— Start of INPUT FOR THIS TASK —
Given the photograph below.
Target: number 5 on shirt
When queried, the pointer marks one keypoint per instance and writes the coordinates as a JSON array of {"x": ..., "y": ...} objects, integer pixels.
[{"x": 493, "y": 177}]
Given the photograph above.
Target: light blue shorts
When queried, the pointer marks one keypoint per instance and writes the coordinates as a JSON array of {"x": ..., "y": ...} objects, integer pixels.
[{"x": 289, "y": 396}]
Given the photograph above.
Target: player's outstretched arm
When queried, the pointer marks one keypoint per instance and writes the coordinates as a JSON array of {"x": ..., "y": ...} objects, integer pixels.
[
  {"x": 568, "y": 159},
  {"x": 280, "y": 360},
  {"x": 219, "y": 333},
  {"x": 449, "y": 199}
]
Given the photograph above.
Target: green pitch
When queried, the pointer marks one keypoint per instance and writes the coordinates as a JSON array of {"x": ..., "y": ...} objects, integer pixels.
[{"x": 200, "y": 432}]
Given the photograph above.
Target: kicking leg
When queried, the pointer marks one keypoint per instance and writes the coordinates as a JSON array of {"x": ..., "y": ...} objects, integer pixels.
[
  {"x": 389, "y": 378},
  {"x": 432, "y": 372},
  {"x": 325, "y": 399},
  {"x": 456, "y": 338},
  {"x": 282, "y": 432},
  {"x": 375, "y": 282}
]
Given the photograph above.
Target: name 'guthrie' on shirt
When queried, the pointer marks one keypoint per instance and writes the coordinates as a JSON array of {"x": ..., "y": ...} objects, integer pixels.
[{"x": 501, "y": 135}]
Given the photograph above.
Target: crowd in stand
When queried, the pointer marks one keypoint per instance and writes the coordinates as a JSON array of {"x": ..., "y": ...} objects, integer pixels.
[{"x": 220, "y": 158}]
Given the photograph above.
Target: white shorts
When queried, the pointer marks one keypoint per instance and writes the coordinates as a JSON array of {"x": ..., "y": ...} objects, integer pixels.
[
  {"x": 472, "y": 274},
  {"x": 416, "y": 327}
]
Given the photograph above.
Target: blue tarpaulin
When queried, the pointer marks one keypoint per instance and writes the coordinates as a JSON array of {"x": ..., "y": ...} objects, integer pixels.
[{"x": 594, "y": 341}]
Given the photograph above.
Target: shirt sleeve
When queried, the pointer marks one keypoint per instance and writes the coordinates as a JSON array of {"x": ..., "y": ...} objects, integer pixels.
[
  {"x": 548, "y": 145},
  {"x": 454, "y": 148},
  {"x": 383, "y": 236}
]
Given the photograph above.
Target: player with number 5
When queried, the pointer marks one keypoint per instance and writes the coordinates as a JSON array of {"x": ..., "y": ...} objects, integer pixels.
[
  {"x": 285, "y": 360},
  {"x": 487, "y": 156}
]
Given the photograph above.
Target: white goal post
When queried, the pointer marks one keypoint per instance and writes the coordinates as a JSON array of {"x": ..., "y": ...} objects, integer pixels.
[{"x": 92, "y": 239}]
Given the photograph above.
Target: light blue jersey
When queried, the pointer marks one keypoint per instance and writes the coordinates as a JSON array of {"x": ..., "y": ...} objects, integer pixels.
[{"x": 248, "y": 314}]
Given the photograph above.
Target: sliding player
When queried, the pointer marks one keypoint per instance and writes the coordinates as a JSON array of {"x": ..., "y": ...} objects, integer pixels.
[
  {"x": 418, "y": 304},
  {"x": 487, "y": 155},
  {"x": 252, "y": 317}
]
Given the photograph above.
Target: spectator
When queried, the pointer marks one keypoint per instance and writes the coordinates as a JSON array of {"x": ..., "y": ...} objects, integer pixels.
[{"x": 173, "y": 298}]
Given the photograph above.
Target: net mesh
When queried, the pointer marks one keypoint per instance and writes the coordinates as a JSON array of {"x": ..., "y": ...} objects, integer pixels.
— End of INPUT FOR THIS TASK —
--- PROBLEM TO SOLVE ---
Exactly reproduce every line of the data above.

--- TASK SOLUTION ---
Given the photograph below.
Target: number 5 on shirt
When queried, the pointer marks one keypoint per instance and writes the coordinates as a JSON array of {"x": ..., "y": ...} objects, integer pixels.
[{"x": 493, "y": 177}]
Given the photograph above.
Target: light blue shorts
When queried, the pointer marks one keypoint per instance and writes the coordinates as a JSON array of {"x": ..., "y": ...} objects, integer pixels.
[{"x": 289, "y": 396}]
Given the photograph above.
Target: player's outstretched arm
When queried, the pointer marks one keypoint per instance and writes the coordinates as a JSON array of {"x": ..., "y": ...} objects, integer pixels.
[
  {"x": 568, "y": 159},
  {"x": 280, "y": 360},
  {"x": 219, "y": 333},
  {"x": 449, "y": 199}
]
Given the photograph above.
Target: green pitch
When queried, the pointer marks one keypoint per instance and writes the coordinates as a JSON array of {"x": ..., "y": ...} objects, integer pixels.
[{"x": 200, "y": 432}]
Given the photograph above.
Target: kicking leg
When queried, the pointer marks one keypoint per instance and writes the coordinates as a JSON array of {"x": ..., "y": ...} objects, integer pixels.
[
  {"x": 389, "y": 378},
  {"x": 432, "y": 372},
  {"x": 325, "y": 399},
  {"x": 456, "y": 338},
  {"x": 282, "y": 432},
  {"x": 375, "y": 282}
]
Given the photograph above.
Target: name 'guthrie' on shirt
When queried, the pointer marks one keypoint per instance and writes the coordinates as a JSON array of {"x": ..., "y": ...} objects, integer pixels.
[{"x": 501, "y": 135}]
Given the photograph above.
Target: crowd in stand
When queried, the pointer marks one keypoint per instance and writes the coordinates as a JSON array of {"x": ..., "y": ...} objects, integer pixels.
[{"x": 220, "y": 158}]
Given the photograph above.
Target: white shorts
When queried, the pointer marks one keypoint per instance and writes the coordinates as a JSON array of {"x": ..., "y": ...} objects, integer pixels.
[
  {"x": 472, "y": 274},
  {"x": 416, "y": 327}
]
Given the photograph above.
Target: blue tarpaulin
When queried, the pointer marks one keypoint per instance and writes the coordinates as a JSON array of {"x": ..., "y": ...} objects, integer pixels.
[{"x": 594, "y": 341}]
Given the photograph above.
Target: shirt sleeve
When queried, the pointer marks one keypoint per instance and writes the coordinates as a JSON array of {"x": ..., "y": ...} objects, integer pixels.
[
  {"x": 548, "y": 145},
  {"x": 454, "y": 148},
  {"x": 383, "y": 236}
]
Given the photograph above.
Target: player with number 5
When queried, the pointer marks one keypoint per instance and writes the coordinates as a JSON array of {"x": ..., "y": ...} objects, integer pixels.
[
  {"x": 285, "y": 360},
  {"x": 487, "y": 156}
]
Given the photograph above.
Target: white goal post
When queried, the pointer marks one keypoint per instance and writes the coordinates as a JSON array of {"x": ..., "y": ...} objects, integer pixels.
[{"x": 92, "y": 239}]
Given the photograph above.
Target: light blue jersey
When queried, the pointer marks one keypoint per instance and writes the coordinates as a JSON array of {"x": ..., "y": ...} objects, integer pixels.
[{"x": 248, "y": 314}]
Given the photograph above.
Target: sliding player
When queried, the pointer marks one keypoint per instance and writes the coordinates as a JSON array of {"x": ..., "y": ...} objects, integer pixels.
[
  {"x": 418, "y": 304},
  {"x": 487, "y": 155},
  {"x": 252, "y": 317}
]
Given the photograph above.
Target: spectator
When queried, the pointer marks one keypoint per instance and writes the coordinates as a JSON array of {"x": ..., "y": ...} objects, integer pixels.
[{"x": 173, "y": 298}]
Given the photograph above.
Target: net mesh
When queried, the pointer marks one keypoint per instance and writes the coordinates as a JSON array of {"x": ..., "y": ...} objects, integer pixels.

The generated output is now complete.